Saved entries:
○ ○ ○ ○

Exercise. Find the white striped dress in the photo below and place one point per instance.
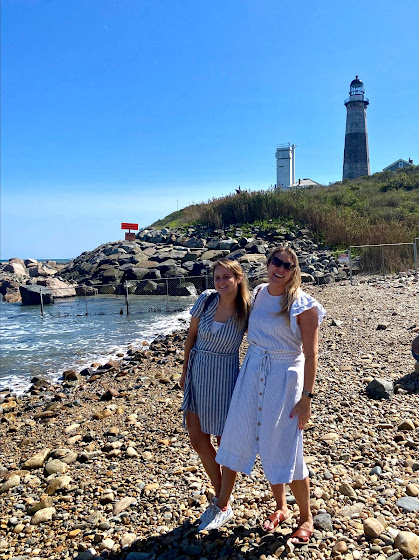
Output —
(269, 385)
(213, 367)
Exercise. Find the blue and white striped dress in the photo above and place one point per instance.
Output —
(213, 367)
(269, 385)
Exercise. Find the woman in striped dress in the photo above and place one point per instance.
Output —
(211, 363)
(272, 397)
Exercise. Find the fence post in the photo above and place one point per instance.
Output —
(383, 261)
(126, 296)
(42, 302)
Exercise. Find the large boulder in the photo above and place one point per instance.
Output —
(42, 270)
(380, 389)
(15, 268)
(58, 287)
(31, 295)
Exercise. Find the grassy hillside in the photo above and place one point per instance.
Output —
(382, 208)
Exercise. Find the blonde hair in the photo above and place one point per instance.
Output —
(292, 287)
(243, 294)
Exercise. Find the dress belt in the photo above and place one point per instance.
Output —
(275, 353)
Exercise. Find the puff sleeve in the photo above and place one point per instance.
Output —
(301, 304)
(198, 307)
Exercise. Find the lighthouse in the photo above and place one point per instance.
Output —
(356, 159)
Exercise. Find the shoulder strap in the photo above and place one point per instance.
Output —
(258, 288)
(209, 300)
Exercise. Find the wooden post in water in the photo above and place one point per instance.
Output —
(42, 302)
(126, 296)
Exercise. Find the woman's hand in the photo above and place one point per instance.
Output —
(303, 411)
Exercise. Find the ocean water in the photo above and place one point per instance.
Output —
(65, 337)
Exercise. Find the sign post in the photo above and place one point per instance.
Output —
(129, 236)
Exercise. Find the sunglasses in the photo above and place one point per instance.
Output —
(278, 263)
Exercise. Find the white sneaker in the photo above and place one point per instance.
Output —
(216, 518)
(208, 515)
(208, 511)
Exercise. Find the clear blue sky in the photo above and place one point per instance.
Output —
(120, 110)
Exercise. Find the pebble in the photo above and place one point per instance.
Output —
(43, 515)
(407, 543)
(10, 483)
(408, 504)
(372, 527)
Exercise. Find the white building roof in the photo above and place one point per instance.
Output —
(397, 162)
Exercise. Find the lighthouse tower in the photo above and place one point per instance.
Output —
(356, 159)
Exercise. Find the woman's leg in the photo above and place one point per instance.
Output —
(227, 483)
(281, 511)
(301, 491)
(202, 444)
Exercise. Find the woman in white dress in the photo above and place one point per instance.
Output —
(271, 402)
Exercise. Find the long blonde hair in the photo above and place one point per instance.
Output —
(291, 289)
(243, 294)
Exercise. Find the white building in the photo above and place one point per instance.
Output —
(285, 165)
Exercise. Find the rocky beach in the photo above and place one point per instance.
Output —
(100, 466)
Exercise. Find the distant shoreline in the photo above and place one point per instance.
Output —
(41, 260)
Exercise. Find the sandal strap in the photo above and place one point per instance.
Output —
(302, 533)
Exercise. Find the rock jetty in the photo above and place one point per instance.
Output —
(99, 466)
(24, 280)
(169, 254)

○ ○ ○ ○

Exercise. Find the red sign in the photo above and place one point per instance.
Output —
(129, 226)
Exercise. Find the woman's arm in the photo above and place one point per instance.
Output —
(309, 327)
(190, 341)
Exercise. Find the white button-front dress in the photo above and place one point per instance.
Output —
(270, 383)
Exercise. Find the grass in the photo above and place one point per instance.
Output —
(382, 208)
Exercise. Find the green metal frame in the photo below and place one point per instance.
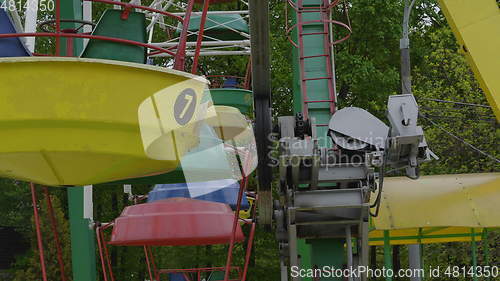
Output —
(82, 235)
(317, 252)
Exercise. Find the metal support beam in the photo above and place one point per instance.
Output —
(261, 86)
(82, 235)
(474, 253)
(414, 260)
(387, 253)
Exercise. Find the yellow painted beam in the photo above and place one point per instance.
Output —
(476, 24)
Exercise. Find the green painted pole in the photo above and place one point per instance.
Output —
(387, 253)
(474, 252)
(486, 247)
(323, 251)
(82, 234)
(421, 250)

○ ○ ○ ○

▸ Problem requirements: In the records above, tally the lines where the word "below" appears, and give the number and nothing else.

▸ Written answer: 2